───── Aktarılan Metin ─────

Sunday, June 21, 2009

Boy değil işlev önemli (Liechtenstein İzlenimleri)

(Taraf Gazetesi HerTaraf sayfası, 21 Haziran 2009)

Geçenlerde yolumuz Liechtenstein’a düştü. (Biliyorsunuz öyle bir ülke var.) Fırsattan istifade birkaç kitap da okudum, Liechtenstein Tarihi, Anayasa tartışmaları ve yeni anayasa süreci, prens ailesinin şeceresi, vs. Notlarımı sizinle paylaşayım dedim.
Onbir köy, sağlam banka

Ülke nüfusu yirmibeşbin, bizim Selçuk kadar. Ama yüzyıllardan beri bağımsız, egemen, tam teşekküllü bir devlet. Şimdiki prensin ceddi bundan 300 yıl önce Türk harplerinde iyi para kazanmış. Ne olur ne olmaz, bir gün lazım olur diye ufak bir prenslik satın almış. Napolyon harpleri sırasında da şık birkaç hamleyle bağımsızlıklarını tescil ettirmişler. Başkent bağlar bostanlar arasında avuç kadar bir köy. Ayrıca on köy daha var.
Refah yerinde. Dünyada galiba kişi başına sanayi üretimi en yüksek olan ülkeymiş. Kişi başına milli gelir bakımından üçüncü ya da dördüncü. Üç büyük banka var, üçünün de reytingi AAA, yani “dünya batar bunlar batmaz” gradosunda. (Bizde birkaç yıl önce birileri eksi B’den galiba BB’ye çıkınca davul zurnayla bayram edilmişti, hatırlarsınız.)
Her tarafı inanılmaz derecede uçuk ve esprili heykellerle donatmışlar. Meclis binasının önünde: sandalyelerin üstüne çıkıp feci bir ciddiyetle ahkâm kesen dört tane göbekli adam ve kadın abidesi. Tunçtan.

Silahsız kuvvetler
Ordusu yok. En son ikiyüz yıl önce Tirol isyanı sırasında eylem görmüş, 1868’de lağvedilmiş. 1938’de Alman Nazileri miting görüntüsü altında ülkeyi istila etmeye kalkmışlar, sınırda biraz arbede itiş kakış olmuş, sokmamışlar. Sonra Prens gidip Hitler’le görüşmüş, iş tatlıya bağlanmış.
Eğer diplomatik güç dünya forumlarında sözünü dinletme gücü ise, sanırım Liechtenstein Türkiye’den daha güçlü bir ülke. Düşünürseniz sebebi de basit. Silah zoruyla sözünü uzun boylu dinletemezsin: korkudan ya da şaşkınlıktan bir süre dinler görünseler de gerçekte seni hor görürler, boş bulunduğun an birleşip tepelerler. Oysa akılla, mantıkla, bilgiyle, sağduyuyla konuşursan eninde sonunda herkes sana saygı duyar; sesin her yerden işitilir; ummadığın yerlerde ummadığın adamlar bir bakarsın senin sözcün ve hamin olmuşlar.

─────

» Alıştırma Görevleri
(a) Aşağıdaki ifadelerin Liechtenstein izlenimleri yazısıyla uyuşup uyuşmadığını belirtiniz. Her biri için evet veya hayır deyip yazıdaki belirleyici sözleri aynen alıntılayınız.
(i) Ülkenin nüfusu yirmi beş bin kadardır.
(ii) Ülkenin ordusu 1938 yılında lağvedilmiştir.
(iii) Ülkede iki büyük banka bulunmaktadır.
(b) Liechtenstein izlenimleri yazısına göre aşağıdaki soruları yanıtlayınız.
(i) Başkentin dışında ülkede kaç köy daha vardır?
(ii) Meclis binasının önündeki abide hangi malzemeden yapılmıştır?
(iii) 1938 yılında ülkeyi istila etmeye kimler kalkışmıştır?

───── Sağlanan Kayıtlar ─────

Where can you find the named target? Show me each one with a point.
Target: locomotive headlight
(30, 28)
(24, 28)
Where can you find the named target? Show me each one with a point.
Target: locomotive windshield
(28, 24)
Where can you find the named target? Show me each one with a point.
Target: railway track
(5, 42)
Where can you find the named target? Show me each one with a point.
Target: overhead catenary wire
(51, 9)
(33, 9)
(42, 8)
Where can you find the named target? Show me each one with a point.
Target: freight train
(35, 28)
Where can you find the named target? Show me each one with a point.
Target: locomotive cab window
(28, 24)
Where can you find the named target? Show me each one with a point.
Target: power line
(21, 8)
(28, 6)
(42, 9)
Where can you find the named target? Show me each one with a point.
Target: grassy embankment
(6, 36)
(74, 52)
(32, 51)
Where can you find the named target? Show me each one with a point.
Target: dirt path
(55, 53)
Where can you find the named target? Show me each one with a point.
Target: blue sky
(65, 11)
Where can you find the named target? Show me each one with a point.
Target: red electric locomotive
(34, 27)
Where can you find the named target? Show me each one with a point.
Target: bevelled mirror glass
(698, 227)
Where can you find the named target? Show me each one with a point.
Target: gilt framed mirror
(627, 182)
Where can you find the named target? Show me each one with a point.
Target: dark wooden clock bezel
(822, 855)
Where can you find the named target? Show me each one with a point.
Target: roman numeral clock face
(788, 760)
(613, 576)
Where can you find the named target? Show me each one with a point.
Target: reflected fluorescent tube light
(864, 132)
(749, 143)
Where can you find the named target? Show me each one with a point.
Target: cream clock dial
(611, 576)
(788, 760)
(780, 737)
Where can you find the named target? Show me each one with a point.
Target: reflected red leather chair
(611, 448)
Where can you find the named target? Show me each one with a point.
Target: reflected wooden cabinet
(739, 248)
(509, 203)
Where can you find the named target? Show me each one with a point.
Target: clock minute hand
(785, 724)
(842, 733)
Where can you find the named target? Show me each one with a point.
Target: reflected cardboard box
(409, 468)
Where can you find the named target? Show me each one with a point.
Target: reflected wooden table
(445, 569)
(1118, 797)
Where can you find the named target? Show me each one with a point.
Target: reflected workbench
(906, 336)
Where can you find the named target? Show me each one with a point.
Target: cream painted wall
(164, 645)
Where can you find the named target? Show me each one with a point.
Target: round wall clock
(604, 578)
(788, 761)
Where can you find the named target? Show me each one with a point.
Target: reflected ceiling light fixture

─────

» Görevlere Göre Sonuçlar
(a)
(i) Evet: “Ülke nüfusu yirmibeşbin, bizim Selçuk kadar.”
(ii) Hayır: “1868’de lağvedilmiş.”
(iii) Hayır: “Üç büyük banka var, üçünün de reytingi AAA”

(b)
(i) On köy.
(ii) Tunçtan.
(iii) Alman Nazileri.